> [THE TASK] Let the answer be the lines from the one with "target: metal railing" to the end of the entries, copied exactly with both boundary lines kept.

> [DATA EXTRACTS]
>>>>>

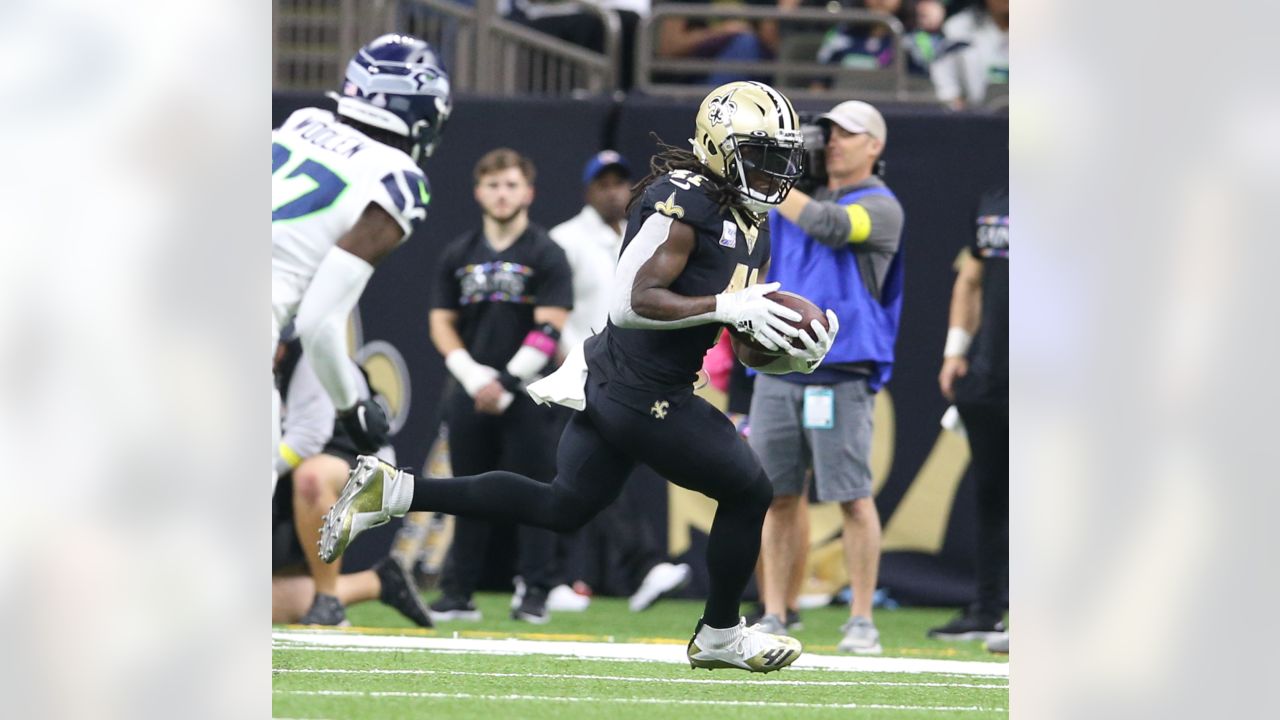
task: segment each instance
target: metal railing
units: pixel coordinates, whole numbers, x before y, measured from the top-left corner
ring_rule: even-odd
[[[490,95],[600,95],[619,86],[621,31],[612,10],[578,0],[604,27],[604,51],[573,45],[501,17],[497,0],[474,7],[454,0],[274,0],[272,80],[277,89],[328,90],[338,86],[361,44],[384,32],[408,32],[432,43],[449,68],[453,88]],[[725,61],[657,54],[663,20],[777,22],[777,60]],[[821,32],[813,28],[880,26],[893,62],[861,70],[817,62]],[[805,32],[805,27],[811,30]],[[716,73],[759,77],[793,100],[831,100],[856,93],[877,101],[936,102],[928,78],[907,72],[905,32],[893,16],[867,10],[775,7],[719,8],[659,3],[637,27],[636,89],[650,95],[701,97]]]
[[[812,60],[779,58],[777,60],[717,60],[715,58],[659,57],[657,33],[663,20],[688,18],[693,20],[753,20],[773,21],[779,24],[782,41],[786,45],[786,27],[819,24],[879,26],[889,30],[893,47],[893,63],[879,70],[860,70],[840,65],[817,62],[816,44]],[[902,23],[892,15],[868,10],[824,8],[797,8],[781,11],[777,8],[732,7],[717,8],[707,5],[671,3],[655,5],[653,12],[642,18],[636,38],[636,88],[652,95],[676,97],[701,97],[707,84],[700,80],[715,74],[734,73],[758,77],[775,87],[786,90],[793,100],[829,100],[845,97],[856,91],[860,98],[870,101],[936,102],[932,85],[924,78],[907,74],[905,34]],[[793,35],[793,38],[796,36]],[[665,76],[665,77],[664,77]],[[676,76],[676,77],[673,77]],[[681,77],[682,76],[682,77]],[[826,87],[814,87],[820,81]]]
[[[391,25],[395,0],[274,0],[271,84],[281,90],[332,90],[347,61]]]
[[[579,0],[604,28],[604,50],[585,48],[512,22],[497,0],[275,0],[273,87],[337,86],[361,44],[392,31],[438,48],[456,91],[497,95],[603,94],[618,88],[617,13]]]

<<<<<

> [OUTPUT]
target: metal railing
units: pixel coordinates, whole numbers, x before y, measured from the top-left corner
ring_rule: even-odd
[[[490,95],[600,95],[619,86],[621,31],[612,10],[578,0],[604,27],[604,51],[573,45],[501,17],[497,0],[474,7],[454,0],[274,0],[272,80],[277,89],[328,90],[338,86],[361,44],[384,32],[408,32],[432,43],[449,68],[453,88]],[[725,61],[657,54],[663,20],[777,22],[777,60]],[[821,32],[813,28],[880,26],[893,62],[861,70],[817,62]],[[805,32],[805,27],[811,30]],[[716,73],[759,77],[793,100],[831,100],[856,93],[877,101],[936,102],[928,78],[907,72],[905,32],[893,16],[867,10],[775,7],[719,8],[659,3],[637,27],[636,89],[650,95],[701,97]]]
[[[812,60],[779,58],[777,60],[717,60],[715,58],[659,57],[657,33],[663,20],[688,18],[693,20],[753,20],[773,21],[779,24],[782,41],[786,45],[786,27],[819,24],[879,26],[889,30],[893,47],[893,63],[879,70],[860,70],[840,65],[817,62],[816,44]],[[902,23],[892,15],[868,10],[824,8],[797,8],[781,11],[777,8],[732,7],[717,8],[707,5],[671,3],[655,5],[653,12],[642,18],[636,38],[636,88],[652,95],[676,97],[701,97],[707,84],[700,80],[715,74],[734,73],[758,77],[775,87],[786,90],[793,100],[829,100],[845,97],[856,91],[860,98],[870,101],[936,102],[932,85],[924,78],[907,74],[905,34]],[[793,35],[793,38],[796,36]],[[665,76],[665,77],[664,77]],[[676,76],[676,77],[673,77]],[[681,77],[682,76],[682,77]],[[826,87],[814,87],[820,81]]]
[[[391,25],[395,0],[274,0],[271,84],[281,90],[332,90],[347,61]]]
[[[579,0],[604,28],[604,50],[585,48],[512,22],[497,0],[275,0],[273,87],[337,86],[361,44],[392,31],[438,48],[456,91],[497,95],[603,94],[618,88],[617,13]]]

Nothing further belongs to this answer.